Point annotation dataset lines:
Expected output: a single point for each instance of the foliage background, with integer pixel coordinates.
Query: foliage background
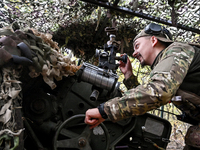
(79, 26)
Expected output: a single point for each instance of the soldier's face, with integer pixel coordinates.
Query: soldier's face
(142, 50)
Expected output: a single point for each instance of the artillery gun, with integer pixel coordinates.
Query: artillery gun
(53, 119)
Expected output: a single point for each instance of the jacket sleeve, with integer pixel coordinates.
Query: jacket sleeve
(131, 82)
(163, 83)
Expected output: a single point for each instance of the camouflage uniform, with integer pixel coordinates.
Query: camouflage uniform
(175, 73)
(168, 72)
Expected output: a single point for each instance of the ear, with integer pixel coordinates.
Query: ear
(154, 41)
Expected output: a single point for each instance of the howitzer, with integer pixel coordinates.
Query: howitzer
(104, 76)
(54, 118)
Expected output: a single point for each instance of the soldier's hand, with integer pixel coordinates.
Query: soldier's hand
(93, 117)
(126, 68)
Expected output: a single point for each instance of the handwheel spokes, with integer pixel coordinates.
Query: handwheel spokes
(67, 143)
(86, 132)
(68, 133)
(79, 143)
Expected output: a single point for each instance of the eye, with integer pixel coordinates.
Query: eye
(136, 46)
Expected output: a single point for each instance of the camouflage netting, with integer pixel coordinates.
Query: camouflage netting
(47, 60)
(80, 26)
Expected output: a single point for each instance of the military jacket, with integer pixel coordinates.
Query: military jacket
(168, 72)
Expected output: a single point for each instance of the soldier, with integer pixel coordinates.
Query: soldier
(175, 77)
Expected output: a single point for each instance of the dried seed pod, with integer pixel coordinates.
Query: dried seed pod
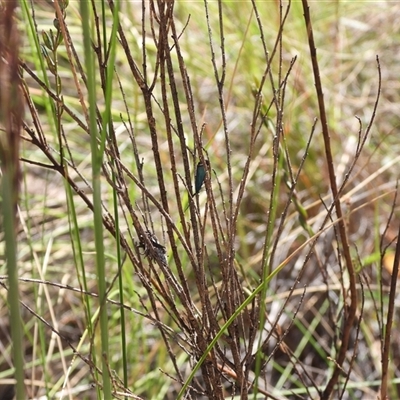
(157, 253)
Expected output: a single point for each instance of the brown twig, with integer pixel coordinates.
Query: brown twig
(352, 308)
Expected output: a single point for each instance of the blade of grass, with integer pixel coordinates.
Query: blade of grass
(97, 157)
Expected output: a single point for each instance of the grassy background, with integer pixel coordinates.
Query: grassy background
(150, 351)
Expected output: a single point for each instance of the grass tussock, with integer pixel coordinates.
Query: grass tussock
(208, 206)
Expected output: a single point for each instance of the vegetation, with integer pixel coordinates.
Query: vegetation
(207, 200)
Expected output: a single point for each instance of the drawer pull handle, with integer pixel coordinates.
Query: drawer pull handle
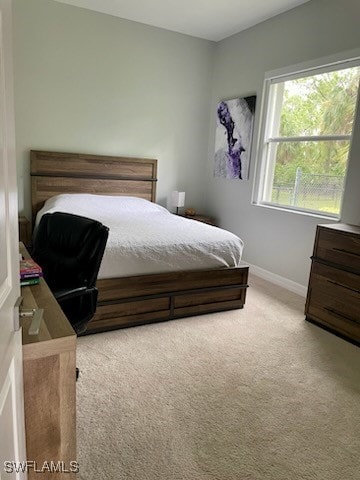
(341, 315)
(343, 250)
(343, 286)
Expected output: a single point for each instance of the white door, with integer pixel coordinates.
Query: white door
(12, 437)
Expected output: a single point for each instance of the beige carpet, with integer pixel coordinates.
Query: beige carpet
(250, 394)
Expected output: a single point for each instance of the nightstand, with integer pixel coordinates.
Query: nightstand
(24, 230)
(202, 218)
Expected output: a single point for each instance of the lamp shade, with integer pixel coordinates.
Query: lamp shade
(177, 199)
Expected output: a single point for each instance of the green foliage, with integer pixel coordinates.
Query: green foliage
(318, 105)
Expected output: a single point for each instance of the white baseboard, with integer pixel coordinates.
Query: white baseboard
(278, 280)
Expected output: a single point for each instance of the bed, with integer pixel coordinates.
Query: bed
(134, 296)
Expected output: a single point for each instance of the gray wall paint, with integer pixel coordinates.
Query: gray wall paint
(88, 82)
(278, 241)
(93, 83)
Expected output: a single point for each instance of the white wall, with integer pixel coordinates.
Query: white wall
(92, 83)
(278, 241)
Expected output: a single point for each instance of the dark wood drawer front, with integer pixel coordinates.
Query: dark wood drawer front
(335, 322)
(330, 277)
(339, 248)
(334, 299)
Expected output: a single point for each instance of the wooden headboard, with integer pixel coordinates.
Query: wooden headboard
(53, 173)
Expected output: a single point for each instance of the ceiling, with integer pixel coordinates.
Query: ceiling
(208, 19)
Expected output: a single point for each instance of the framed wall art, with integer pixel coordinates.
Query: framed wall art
(234, 131)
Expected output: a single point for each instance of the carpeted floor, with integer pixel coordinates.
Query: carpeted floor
(252, 394)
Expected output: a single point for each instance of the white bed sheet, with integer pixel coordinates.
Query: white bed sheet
(146, 238)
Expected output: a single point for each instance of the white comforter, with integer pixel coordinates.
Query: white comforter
(146, 238)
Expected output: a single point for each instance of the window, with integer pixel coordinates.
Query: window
(305, 137)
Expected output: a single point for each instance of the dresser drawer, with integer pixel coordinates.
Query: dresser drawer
(328, 277)
(339, 248)
(333, 299)
(335, 322)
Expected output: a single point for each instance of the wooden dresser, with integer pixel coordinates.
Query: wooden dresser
(333, 298)
(49, 386)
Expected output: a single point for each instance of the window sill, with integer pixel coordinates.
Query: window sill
(307, 213)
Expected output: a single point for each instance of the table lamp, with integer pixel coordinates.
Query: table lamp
(177, 200)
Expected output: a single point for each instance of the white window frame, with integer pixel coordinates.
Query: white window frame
(264, 168)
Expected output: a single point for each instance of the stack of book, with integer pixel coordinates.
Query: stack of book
(30, 272)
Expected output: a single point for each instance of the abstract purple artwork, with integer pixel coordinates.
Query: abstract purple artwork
(235, 119)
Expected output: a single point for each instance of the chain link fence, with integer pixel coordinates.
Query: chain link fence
(311, 191)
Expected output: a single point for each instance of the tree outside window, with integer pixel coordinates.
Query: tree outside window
(306, 138)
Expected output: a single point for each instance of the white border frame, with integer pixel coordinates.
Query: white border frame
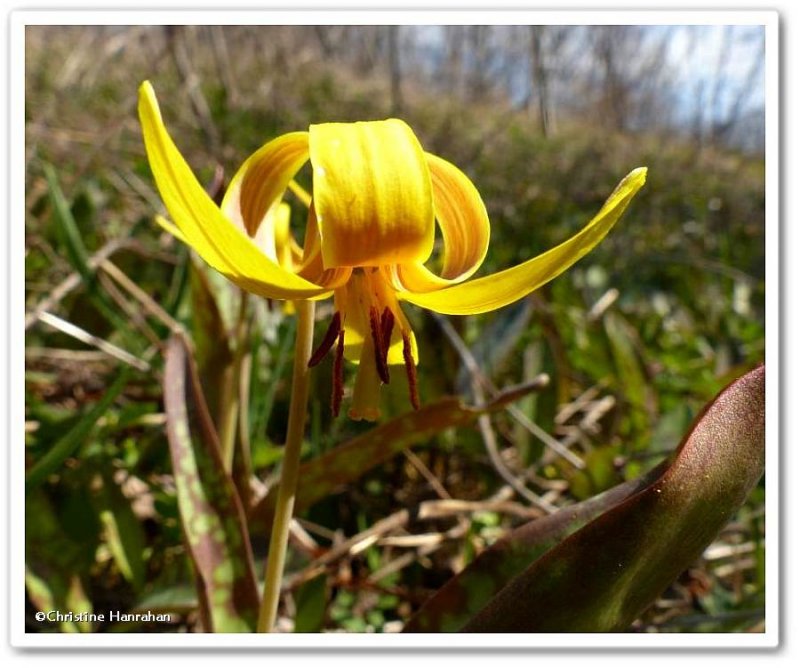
(20, 19)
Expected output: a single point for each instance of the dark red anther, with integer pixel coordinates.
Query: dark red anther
(328, 340)
(411, 371)
(338, 376)
(376, 328)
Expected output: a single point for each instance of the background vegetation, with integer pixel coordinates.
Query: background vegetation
(545, 120)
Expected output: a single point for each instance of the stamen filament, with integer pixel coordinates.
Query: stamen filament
(411, 371)
(381, 349)
(338, 376)
(387, 325)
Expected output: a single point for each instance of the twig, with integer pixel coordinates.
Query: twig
(74, 280)
(484, 421)
(92, 340)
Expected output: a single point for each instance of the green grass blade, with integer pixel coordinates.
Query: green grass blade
(211, 512)
(72, 440)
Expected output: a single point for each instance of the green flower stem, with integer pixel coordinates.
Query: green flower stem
(231, 396)
(287, 487)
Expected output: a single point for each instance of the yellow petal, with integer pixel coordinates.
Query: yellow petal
(169, 227)
(504, 287)
(202, 224)
(464, 223)
(372, 193)
(267, 173)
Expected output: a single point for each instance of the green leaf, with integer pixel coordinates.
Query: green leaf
(323, 475)
(311, 602)
(122, 530)
(213, 351)
(75, 437)
(636, 389)
(467, 593)
(53, 566)
(211, 512)
(601, 577)
(78, 256)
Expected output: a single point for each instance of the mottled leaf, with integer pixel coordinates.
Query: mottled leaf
(52, 566)
(321, 476)
(601, 577)
(211, 513)
(464, 595)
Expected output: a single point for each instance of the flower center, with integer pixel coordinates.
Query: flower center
(368, 328)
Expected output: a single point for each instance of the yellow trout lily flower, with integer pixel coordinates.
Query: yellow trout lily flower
(376, 200)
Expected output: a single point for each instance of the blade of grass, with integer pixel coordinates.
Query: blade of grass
(77, 436)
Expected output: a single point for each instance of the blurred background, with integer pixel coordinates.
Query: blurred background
(545, 120)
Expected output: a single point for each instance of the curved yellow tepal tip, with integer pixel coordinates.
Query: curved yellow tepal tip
(497, 290)
(200, 222)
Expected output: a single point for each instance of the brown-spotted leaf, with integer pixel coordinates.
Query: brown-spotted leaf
(211, 512)
(463, 596)
(321, 476)
(601, 577)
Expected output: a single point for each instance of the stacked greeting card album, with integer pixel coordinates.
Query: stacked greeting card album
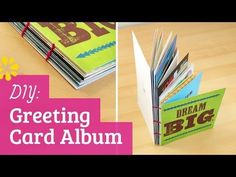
(167, 92)
(82, 52)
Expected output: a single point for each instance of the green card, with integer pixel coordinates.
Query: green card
(189, 116)
(88, 45)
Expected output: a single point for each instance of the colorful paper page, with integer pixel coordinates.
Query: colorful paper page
(189, 116)
(89, 45)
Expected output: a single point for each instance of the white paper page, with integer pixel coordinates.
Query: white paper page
(183, 75)
(171, 67)
(144, 91)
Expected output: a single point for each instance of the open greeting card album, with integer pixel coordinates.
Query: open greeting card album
(167, 92)
(82, 52)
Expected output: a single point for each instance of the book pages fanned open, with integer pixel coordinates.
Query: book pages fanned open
(144, 90)
(168, 95)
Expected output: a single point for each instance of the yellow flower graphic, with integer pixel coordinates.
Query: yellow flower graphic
(8, 68)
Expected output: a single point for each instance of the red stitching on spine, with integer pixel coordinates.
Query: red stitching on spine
(25, 29)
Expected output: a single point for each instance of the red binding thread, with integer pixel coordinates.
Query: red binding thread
(50, 52)
(25, 29)
(156, 121)
(157, 133)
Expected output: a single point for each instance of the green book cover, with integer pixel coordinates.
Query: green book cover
(88, 45)
(189, 116)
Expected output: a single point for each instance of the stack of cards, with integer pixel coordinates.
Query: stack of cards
(81, 52)
(168, 93)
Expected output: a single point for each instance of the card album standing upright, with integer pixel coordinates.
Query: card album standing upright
(81, 52)
(167, 93)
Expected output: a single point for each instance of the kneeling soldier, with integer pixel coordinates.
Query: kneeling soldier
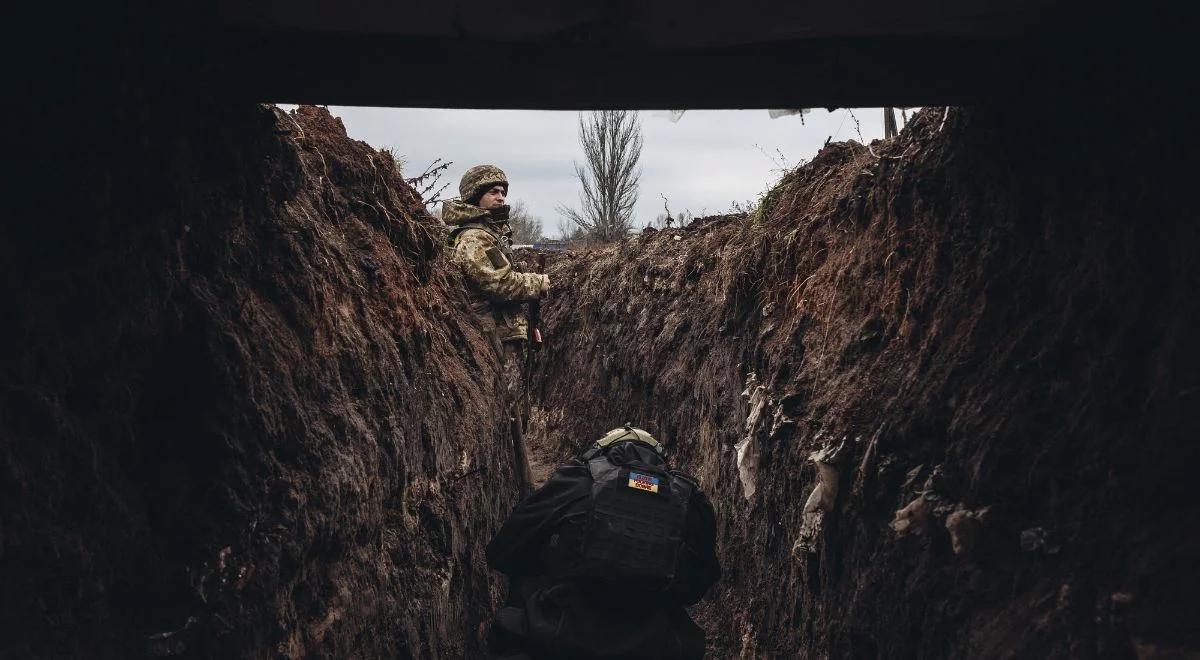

- Short problem:
Report every line above that contains the word "table", copying each one in full.

- Task result:
Expected output: a single point for each instance of the table lamp, with integer pixel coordinates.
Query: table lamp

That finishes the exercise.